◆ Texto selecionado:

______________________________

RJ: Fale um pouco de sua representação perante o PT de Santa Cruz e atuação do partido neste contexto.

Emanuele: A minha representação no PT de Santa Cruz é como militante, igual a dezenas de outros militantes, mulheres e homens que constroem o dia a dia do partido e, na medida do possível, estou à disposição para contribuir com o que for necessário. Em 2020 disputei as eleições municipais (na época, pelo PCdoB) na coligação com o PT. Fizemos um excelente debate e junto com nossas candidatas e candidatos ao legislativo municipal mostramos que o partido tem importantes lideranças políticas que são referência não só em Santa Cruz, mas na região. Em 2022 nossa militância fez uma campanha belíssima, que mostrou a força do nosso partido. Temos um grande trabalho de reconstrução do Brasil pela frente e o PT de Santa Cruz do Sul está preparado para os desafios que estão por vir.

RJ: Você entende que Lula e sua equipe conseguirão tirar novamente o Brasil do mapa da fome? Como isso pode ser feito, no seu entendimento?

______________________________

◆ Exercícios propostos:
1. Diga se cada afirmação abaixo está de acordo com a entrevista, respondendo sim ou não e citando literalmente as palavras da entrevista que decidem a resposta. (a) Em 2020, Emanuele disputou as eleições municipais pelo PCdoB. (b) Emanuele afirma representar o PT de Santa Cruz como dirigente do partido. (c) A campanha de 2022 é descrita como fraca.
2. Transcreva da entrevista, sem nenhuma alteração, o trecho que vai de "RJ: Fale um" até "estão por vir.".

______________________________

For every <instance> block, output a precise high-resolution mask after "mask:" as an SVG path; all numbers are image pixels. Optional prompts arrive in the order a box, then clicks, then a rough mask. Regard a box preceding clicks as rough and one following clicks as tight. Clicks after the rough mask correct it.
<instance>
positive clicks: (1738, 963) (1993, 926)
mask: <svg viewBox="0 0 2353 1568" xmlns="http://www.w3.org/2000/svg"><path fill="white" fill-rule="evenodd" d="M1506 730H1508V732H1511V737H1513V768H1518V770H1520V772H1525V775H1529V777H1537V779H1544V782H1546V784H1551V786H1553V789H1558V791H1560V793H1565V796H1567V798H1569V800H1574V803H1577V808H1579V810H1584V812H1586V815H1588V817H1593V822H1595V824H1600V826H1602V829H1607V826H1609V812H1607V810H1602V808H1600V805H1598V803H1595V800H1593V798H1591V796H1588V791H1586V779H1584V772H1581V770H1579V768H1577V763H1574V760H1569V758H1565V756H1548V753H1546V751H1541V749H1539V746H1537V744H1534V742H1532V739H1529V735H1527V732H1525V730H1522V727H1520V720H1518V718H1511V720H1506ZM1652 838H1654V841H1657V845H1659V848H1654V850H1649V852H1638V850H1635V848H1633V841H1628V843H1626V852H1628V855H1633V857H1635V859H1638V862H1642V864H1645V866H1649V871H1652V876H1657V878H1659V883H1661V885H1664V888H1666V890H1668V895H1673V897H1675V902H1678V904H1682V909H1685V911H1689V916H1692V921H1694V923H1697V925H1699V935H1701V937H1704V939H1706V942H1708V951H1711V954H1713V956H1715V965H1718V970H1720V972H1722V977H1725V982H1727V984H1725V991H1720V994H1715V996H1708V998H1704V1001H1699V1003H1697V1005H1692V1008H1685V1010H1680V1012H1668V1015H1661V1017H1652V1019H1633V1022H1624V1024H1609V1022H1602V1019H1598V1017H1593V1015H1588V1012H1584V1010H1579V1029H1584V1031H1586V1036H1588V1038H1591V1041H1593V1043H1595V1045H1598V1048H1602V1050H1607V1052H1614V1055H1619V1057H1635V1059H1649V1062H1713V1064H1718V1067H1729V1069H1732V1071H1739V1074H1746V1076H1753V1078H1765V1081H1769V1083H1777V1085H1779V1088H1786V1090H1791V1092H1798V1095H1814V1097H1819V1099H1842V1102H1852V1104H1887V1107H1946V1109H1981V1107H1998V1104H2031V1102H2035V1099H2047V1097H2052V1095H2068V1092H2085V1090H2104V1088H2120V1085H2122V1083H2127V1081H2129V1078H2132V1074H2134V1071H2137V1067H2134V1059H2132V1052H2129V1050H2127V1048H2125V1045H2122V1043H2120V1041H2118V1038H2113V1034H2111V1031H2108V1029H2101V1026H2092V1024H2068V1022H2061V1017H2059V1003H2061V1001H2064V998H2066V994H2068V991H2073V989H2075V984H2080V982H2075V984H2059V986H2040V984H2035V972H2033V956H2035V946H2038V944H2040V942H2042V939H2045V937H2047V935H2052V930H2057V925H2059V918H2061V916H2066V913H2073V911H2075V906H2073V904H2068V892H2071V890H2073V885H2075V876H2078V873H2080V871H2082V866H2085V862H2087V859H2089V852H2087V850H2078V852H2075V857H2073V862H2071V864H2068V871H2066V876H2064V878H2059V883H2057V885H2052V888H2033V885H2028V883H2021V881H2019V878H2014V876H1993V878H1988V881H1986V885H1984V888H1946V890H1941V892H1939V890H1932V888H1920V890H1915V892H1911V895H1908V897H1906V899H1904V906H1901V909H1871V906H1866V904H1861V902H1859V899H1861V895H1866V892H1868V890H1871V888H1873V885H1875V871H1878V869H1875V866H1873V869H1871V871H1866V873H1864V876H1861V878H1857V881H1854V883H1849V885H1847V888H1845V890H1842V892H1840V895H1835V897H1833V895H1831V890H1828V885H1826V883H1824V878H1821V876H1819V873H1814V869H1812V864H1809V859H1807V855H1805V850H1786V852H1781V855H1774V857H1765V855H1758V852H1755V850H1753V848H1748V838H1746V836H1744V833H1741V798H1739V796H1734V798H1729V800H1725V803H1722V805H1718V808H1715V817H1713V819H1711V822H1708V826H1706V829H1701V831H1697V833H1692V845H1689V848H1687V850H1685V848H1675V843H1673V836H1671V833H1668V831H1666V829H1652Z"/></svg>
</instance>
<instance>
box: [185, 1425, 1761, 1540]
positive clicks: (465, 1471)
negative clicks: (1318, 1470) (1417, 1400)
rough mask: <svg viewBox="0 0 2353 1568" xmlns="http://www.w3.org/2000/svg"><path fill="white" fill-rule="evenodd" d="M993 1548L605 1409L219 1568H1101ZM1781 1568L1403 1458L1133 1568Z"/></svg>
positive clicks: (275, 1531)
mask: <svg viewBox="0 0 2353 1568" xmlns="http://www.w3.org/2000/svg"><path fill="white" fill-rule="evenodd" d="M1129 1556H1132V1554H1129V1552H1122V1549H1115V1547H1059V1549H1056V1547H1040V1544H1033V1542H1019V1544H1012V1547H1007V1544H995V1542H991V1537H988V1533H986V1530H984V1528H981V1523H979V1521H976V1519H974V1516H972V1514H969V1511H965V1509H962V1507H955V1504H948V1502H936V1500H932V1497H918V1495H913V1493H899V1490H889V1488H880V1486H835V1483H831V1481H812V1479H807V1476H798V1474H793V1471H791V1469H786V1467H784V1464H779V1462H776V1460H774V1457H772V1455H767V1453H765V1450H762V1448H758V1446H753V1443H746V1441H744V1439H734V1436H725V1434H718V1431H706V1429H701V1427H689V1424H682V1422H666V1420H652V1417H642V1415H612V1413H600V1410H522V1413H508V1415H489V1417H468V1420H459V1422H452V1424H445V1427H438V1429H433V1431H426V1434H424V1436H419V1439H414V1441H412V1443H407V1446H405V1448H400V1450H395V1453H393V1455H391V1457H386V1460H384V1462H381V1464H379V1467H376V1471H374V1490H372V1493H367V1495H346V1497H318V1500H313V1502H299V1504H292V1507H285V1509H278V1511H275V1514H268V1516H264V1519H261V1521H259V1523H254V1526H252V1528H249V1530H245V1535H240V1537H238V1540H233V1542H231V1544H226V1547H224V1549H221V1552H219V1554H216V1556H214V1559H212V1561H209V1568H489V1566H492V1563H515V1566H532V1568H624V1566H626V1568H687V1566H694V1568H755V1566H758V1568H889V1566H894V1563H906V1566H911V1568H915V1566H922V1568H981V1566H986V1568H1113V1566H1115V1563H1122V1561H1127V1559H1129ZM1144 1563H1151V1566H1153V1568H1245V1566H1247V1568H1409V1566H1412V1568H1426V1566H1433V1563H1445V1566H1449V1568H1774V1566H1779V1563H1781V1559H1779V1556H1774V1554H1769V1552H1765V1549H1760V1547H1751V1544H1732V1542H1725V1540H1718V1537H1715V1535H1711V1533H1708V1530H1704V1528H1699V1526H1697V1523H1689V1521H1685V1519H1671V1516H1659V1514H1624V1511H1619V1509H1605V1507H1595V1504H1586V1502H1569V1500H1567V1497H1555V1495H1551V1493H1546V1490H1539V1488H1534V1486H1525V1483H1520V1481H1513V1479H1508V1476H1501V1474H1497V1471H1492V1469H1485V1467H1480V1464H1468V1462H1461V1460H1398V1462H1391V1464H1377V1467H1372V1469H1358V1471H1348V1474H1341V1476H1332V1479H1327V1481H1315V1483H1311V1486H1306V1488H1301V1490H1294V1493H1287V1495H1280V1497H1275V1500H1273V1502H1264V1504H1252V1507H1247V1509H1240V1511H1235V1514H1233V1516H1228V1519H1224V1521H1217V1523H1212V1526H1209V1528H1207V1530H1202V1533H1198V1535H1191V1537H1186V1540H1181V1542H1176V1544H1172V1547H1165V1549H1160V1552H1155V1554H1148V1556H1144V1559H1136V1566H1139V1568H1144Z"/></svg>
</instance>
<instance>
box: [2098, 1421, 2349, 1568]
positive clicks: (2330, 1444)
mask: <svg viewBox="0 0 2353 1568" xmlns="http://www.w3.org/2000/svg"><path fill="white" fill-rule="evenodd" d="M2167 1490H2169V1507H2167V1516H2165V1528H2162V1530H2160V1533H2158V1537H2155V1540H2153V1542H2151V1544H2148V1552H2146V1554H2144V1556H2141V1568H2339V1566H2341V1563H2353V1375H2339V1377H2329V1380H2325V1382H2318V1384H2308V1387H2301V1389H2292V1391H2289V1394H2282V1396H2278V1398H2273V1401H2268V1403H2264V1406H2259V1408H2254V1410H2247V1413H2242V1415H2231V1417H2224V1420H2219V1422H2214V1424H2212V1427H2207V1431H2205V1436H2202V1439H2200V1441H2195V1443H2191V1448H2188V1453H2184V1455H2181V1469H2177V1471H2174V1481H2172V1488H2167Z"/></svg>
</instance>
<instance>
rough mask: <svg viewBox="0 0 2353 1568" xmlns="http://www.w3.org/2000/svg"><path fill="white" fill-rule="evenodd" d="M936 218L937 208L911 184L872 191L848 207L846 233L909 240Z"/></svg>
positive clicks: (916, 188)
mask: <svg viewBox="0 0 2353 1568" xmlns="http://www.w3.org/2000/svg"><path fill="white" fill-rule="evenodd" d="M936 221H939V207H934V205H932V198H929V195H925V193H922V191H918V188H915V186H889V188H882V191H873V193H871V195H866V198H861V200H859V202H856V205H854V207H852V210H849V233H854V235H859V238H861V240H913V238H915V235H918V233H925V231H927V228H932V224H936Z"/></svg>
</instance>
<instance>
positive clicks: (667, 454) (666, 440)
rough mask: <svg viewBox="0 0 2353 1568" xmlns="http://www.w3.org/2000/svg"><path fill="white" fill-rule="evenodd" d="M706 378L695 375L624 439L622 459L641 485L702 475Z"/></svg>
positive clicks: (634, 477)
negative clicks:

______________________________

◆ Respostas por exercício:
1.
(a) Sim: "Em 2020 disputei as eleições municipais (na época, pelo PCdoB) na coligação com o PT."
(b) Não: "A minha representação no PT de Santa Cruz é como militante, igual a dezenas de outros militantes".
(c) Não: "Em 2022 nossa militância fez uma campanha belíssima, que mostrou a força do nosso partido."

2.
RJ: Fale um pouco de sua representação perante o PT de Santa Cruz e atuação do partido neste contexto.

Emanuele: A minha representação no PT de Santa Cruz é como militante, igual a dezenas de outros militantes, mulheres e homens que constroem o dia a dia do partido e, na medida do possível, estou à disposição para contribuir com o que for necessário. Em 2020 disputei as eleições municipais (na época, pelo PCdoB) na coligação com o PT. Fizemos um excelente debate e junto com nossas candidatas e candidatos ao legislativo municipal mostramos que o partido tem importantes lideranças políticas que são referência não só em Santa Cruz, mas na região. Em 2022 nossa militância fez uma campanha belíssima, que mostrou a força do nosso partido. Temos um grande trabalho de reconstrução do Brasil pela frente e o PT de Santa Cruz do Sul está preparado para os desafios que estão por vir.